— start Given data —

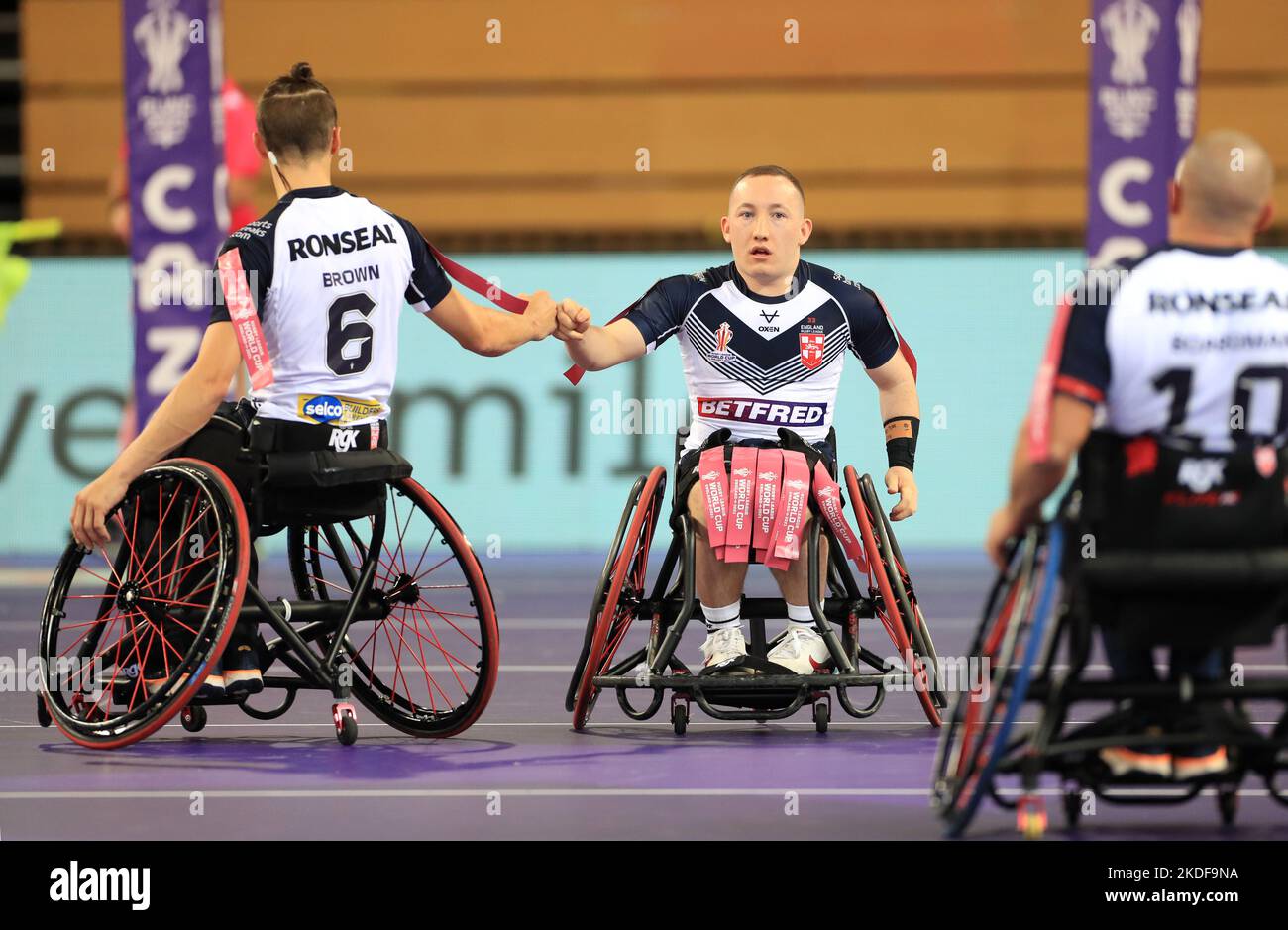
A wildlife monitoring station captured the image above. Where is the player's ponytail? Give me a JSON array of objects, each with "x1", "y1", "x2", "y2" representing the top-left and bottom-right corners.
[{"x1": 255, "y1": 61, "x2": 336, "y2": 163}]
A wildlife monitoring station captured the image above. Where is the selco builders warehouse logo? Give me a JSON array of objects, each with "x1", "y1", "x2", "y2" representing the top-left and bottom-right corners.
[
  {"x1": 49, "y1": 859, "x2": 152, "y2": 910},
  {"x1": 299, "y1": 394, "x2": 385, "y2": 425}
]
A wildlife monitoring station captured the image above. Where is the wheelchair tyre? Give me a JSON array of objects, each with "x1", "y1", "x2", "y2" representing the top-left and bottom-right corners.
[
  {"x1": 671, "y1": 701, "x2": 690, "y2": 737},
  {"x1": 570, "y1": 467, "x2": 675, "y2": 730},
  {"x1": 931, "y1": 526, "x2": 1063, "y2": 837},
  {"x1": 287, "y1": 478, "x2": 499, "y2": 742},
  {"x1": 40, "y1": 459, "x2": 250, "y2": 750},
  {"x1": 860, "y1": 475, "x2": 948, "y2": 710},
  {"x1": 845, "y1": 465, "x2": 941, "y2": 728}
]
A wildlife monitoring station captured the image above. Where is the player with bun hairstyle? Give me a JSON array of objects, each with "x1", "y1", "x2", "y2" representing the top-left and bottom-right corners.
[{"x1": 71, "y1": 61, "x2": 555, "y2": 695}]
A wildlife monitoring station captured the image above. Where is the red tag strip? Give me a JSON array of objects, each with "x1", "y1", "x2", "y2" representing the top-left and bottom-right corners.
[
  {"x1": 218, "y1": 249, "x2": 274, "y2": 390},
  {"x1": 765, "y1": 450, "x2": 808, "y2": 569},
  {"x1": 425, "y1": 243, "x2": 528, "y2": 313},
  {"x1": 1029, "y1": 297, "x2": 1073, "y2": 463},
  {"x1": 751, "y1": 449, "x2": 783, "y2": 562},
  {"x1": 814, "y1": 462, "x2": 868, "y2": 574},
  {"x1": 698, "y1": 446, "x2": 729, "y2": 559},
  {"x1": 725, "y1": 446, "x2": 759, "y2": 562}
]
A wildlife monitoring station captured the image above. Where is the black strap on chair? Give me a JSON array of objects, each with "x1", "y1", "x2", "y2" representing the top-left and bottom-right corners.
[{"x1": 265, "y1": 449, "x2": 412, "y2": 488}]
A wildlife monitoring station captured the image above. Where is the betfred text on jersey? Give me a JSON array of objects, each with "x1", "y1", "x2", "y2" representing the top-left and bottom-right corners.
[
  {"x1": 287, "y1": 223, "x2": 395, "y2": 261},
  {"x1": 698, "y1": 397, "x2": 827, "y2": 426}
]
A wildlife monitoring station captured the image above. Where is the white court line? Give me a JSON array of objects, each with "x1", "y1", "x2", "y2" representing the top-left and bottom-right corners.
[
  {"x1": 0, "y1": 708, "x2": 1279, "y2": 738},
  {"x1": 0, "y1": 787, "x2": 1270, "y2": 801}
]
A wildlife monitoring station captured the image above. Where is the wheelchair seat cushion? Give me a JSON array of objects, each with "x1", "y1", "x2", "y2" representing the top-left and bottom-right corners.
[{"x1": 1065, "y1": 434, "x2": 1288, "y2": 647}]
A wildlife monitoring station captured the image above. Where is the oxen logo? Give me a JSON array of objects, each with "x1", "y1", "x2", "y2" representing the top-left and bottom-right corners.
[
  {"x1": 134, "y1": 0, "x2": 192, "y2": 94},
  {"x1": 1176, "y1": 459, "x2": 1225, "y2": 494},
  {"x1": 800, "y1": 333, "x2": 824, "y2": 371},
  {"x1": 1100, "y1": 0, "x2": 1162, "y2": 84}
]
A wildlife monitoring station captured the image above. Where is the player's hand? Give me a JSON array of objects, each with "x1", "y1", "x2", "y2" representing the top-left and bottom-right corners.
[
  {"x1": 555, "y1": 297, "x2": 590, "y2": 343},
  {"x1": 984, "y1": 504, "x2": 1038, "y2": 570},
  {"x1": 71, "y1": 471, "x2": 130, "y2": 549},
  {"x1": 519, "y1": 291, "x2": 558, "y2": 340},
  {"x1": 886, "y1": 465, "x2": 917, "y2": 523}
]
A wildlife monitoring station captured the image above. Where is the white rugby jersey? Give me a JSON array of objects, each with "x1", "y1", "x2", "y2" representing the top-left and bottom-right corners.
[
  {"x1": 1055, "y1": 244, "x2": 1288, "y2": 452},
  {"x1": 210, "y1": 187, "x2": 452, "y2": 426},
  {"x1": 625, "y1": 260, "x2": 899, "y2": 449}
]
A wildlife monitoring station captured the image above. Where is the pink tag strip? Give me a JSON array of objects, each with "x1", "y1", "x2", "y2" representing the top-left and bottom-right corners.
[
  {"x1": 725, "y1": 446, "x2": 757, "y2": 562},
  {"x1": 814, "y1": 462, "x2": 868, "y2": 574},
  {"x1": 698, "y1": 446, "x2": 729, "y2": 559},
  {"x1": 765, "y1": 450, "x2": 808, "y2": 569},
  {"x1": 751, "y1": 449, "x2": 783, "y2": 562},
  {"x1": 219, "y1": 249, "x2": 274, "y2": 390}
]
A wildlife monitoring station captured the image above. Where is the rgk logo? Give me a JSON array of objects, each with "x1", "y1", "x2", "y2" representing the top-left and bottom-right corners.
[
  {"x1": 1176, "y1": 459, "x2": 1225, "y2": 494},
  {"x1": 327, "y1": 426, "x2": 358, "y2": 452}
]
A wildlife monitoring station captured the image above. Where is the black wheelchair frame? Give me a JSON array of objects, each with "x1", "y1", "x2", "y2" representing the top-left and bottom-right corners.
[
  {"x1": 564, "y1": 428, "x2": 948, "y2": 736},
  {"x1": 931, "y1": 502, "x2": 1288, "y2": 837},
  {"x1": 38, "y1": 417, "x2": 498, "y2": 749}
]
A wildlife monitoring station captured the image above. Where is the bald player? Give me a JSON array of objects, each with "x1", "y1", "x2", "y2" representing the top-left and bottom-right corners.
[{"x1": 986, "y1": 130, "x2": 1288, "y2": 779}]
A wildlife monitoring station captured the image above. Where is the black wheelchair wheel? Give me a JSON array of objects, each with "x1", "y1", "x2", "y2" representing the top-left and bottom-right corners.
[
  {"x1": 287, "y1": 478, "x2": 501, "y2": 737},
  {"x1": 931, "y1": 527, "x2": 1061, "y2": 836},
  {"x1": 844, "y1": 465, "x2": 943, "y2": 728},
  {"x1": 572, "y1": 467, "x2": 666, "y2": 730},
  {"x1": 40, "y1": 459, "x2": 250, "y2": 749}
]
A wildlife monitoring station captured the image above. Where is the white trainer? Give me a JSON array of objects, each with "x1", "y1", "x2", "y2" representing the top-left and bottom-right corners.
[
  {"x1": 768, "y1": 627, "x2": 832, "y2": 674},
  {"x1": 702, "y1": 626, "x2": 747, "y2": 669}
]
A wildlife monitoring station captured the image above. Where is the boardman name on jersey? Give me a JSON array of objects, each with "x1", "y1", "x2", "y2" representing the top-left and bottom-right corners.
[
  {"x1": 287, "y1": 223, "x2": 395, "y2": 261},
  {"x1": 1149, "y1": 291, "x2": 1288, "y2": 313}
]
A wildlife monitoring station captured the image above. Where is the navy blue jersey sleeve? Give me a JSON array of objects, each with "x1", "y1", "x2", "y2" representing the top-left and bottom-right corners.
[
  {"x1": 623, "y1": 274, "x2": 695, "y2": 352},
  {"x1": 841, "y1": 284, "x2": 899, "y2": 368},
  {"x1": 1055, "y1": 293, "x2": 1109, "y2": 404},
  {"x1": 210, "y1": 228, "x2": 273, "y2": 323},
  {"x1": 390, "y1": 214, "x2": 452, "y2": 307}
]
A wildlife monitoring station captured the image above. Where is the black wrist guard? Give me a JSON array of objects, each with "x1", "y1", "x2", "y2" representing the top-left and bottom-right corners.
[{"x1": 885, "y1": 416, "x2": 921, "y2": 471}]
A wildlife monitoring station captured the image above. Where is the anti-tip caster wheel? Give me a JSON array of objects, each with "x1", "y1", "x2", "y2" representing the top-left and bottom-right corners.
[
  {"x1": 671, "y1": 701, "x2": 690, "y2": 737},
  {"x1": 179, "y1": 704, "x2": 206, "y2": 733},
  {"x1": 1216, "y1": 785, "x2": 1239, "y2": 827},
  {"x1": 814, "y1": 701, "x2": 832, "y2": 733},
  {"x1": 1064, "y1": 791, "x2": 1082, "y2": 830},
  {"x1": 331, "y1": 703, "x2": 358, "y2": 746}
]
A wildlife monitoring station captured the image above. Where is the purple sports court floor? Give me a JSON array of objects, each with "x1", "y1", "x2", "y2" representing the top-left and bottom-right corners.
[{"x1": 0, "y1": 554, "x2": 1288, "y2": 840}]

— end Given data —
— start Given data —

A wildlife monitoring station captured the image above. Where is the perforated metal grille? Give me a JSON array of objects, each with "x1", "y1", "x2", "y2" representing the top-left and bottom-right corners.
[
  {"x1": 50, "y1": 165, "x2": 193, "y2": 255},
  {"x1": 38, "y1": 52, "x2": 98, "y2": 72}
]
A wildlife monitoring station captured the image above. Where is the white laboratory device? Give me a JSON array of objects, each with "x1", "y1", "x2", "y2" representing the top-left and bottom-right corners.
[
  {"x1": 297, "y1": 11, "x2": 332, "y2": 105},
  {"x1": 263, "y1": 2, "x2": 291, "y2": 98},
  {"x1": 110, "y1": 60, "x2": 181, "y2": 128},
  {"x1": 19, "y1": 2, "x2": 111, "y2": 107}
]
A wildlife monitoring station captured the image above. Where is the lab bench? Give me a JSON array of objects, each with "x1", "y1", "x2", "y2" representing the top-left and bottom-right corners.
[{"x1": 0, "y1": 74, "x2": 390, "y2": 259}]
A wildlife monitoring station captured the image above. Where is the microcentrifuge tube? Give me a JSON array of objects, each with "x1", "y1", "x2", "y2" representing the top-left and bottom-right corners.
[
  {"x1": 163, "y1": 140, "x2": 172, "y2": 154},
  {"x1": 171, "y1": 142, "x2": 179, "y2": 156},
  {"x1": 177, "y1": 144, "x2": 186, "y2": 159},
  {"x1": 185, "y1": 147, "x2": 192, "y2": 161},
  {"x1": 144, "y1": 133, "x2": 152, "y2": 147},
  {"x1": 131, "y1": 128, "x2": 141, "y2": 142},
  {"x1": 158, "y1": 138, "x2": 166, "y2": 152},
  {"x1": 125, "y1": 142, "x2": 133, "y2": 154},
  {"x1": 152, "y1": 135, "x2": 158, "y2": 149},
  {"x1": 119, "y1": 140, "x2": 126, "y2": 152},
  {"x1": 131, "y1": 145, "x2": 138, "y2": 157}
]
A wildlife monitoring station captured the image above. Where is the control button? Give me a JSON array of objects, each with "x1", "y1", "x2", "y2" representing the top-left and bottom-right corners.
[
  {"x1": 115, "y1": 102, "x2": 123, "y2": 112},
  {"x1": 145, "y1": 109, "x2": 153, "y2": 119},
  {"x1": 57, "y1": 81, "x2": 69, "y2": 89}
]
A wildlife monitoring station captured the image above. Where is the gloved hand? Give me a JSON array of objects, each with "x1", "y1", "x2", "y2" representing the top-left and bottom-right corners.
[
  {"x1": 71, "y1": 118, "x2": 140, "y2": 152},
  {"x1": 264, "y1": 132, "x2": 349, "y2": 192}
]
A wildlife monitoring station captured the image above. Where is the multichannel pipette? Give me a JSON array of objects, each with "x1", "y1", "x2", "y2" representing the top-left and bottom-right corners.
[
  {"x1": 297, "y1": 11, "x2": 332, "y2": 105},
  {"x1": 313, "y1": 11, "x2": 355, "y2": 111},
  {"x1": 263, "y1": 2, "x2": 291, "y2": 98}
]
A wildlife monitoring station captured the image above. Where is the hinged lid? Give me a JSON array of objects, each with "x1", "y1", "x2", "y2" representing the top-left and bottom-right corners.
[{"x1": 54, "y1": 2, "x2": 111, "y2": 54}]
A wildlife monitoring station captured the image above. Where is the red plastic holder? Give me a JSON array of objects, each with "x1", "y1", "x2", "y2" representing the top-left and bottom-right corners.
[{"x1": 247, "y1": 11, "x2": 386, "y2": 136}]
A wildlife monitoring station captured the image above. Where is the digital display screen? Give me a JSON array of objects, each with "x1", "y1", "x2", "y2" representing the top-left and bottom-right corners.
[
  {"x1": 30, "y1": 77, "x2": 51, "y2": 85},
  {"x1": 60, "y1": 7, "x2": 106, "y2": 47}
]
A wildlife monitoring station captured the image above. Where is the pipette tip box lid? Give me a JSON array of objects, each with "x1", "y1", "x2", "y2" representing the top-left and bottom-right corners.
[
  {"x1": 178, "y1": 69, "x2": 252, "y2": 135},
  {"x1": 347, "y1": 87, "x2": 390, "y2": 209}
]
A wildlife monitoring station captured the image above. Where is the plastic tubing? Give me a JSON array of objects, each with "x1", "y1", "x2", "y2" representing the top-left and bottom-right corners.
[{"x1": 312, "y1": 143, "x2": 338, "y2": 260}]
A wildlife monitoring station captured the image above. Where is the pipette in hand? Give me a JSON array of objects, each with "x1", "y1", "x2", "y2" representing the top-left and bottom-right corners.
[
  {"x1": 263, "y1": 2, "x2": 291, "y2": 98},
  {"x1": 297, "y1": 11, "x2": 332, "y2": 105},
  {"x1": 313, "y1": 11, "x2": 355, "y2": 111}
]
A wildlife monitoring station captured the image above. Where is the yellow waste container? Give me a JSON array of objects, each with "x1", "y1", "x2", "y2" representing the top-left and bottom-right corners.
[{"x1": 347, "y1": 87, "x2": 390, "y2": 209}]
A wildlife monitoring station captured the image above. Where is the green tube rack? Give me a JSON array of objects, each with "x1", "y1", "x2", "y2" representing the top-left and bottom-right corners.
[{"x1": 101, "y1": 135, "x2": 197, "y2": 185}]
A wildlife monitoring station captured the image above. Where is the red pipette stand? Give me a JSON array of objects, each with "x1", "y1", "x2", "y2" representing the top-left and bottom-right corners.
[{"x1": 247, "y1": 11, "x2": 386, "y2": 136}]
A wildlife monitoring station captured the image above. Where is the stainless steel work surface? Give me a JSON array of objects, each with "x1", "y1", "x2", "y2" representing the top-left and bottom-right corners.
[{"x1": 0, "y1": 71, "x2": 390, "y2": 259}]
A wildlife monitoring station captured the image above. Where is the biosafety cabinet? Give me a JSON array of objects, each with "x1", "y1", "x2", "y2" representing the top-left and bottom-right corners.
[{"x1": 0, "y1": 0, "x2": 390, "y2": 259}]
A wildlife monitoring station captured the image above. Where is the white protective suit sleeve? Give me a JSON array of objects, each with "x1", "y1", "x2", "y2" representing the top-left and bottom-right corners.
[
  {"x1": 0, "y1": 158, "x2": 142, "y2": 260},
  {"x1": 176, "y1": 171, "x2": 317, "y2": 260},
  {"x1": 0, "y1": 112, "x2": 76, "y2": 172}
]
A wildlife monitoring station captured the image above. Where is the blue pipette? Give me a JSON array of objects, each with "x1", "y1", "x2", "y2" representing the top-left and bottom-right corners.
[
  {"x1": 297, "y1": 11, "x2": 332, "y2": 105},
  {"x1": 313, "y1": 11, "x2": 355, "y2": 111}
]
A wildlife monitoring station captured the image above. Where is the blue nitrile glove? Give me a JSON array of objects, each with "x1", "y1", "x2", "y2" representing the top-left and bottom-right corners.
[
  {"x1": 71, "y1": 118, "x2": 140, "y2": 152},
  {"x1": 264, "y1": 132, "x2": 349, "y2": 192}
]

— end Given data —
— start Given data —

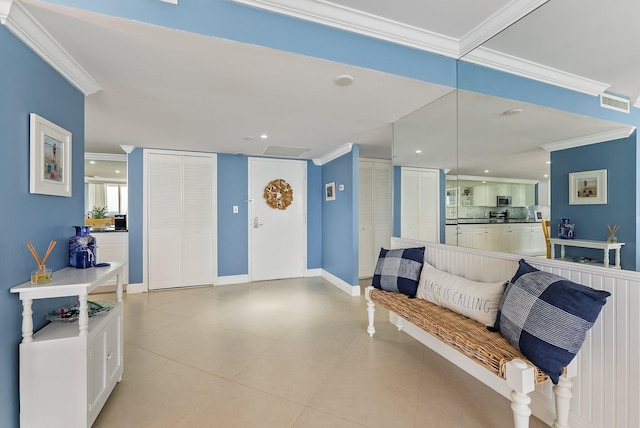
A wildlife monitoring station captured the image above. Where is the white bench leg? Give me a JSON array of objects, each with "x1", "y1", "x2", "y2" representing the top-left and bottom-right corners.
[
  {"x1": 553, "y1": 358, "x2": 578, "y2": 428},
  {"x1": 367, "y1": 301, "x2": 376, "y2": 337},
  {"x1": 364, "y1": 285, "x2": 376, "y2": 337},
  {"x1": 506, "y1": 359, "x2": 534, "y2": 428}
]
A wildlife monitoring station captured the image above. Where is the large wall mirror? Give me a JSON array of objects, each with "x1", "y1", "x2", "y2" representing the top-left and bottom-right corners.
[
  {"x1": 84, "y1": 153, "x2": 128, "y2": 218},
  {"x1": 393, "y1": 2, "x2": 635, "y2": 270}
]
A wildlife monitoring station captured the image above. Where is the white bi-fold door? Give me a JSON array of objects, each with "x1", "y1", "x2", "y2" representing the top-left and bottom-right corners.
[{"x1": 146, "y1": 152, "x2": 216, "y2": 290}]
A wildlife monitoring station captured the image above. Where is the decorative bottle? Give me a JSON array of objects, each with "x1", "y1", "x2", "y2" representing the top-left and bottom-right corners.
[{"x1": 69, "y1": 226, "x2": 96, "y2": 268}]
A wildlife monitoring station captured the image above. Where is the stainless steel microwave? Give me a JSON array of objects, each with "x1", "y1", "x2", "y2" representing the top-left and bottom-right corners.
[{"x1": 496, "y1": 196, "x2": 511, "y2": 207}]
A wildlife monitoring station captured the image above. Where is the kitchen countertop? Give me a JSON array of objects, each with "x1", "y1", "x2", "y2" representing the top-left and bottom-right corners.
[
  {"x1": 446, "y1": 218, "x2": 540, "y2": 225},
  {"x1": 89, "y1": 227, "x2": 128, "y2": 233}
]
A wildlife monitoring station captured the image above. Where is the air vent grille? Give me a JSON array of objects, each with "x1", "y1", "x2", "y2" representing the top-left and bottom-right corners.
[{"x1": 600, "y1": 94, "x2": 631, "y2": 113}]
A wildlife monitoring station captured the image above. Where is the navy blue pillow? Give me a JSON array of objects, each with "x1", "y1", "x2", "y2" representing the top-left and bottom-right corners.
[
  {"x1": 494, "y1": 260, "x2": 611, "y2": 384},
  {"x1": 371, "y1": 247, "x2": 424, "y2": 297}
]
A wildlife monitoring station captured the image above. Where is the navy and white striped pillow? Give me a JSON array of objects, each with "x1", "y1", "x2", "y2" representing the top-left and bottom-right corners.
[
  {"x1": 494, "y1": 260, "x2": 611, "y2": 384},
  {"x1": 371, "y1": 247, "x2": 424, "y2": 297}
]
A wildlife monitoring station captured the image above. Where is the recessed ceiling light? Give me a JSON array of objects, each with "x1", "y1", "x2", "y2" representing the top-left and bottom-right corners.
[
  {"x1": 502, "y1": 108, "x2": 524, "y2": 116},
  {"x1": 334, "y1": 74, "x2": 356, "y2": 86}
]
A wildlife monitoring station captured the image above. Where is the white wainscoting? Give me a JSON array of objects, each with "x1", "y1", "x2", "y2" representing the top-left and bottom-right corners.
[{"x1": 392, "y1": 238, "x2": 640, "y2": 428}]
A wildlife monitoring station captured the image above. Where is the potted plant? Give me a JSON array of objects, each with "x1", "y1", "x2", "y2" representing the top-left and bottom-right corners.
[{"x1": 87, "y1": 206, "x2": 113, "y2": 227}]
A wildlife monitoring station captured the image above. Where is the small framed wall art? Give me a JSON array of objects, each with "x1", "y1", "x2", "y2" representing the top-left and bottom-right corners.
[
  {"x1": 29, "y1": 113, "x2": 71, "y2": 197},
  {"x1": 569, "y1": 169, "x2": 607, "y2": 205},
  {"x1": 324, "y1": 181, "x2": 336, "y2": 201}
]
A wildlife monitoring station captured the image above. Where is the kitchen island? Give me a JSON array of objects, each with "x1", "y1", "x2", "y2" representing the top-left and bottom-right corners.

— end Given data —

Turn the material from the line containing "the white wainscoting?" through the line containing "the kitchen island?", both included, into a numbered list with one line per item and blank lines dropped.

1. A wildlife monitoring station captured the image above. Where is the white wainscoting? Give me a JSON array of objects, each with "x1", "y1", "x2", "y2" representing the top-left and bottom-right corners.
2. [{"x1": 392, "y1": 238, "x2": 640, "y2": 428}]
3. A wildlife monitoring station captured the image above. Where is the potted plant? Give me a JSON array of objects, each with "x1", "y1", "x2", "y2" representing the top-left and bottom-right corners.
4. [{"x1": 87, "y1": 206, "x2": 113, "y2": 227}]
5. A wildlife monitoring station captured the image above. Where is the small framed wall art? Give me a JSON array of objects, each with "x1", "y1", "x2", "y2" representing the top-left and bottom-right corners.
6. [
7.   {"x1": 29, "y1": 113, "x2": 71, "y2": 197},
8.   {"x1": 569, "y1": 169, "x2": 607, "y2": 205},
9.   {"x1": 324, "y1": 181, "x2": 336, "y2": 201}
10. ]
11. A wildlife monitoring station captured the image above. Where is the kitchen island? Give me a JSON array of objects, each with "x1", "y1", "x2", "y2" representing the top-left and bottom-right corners.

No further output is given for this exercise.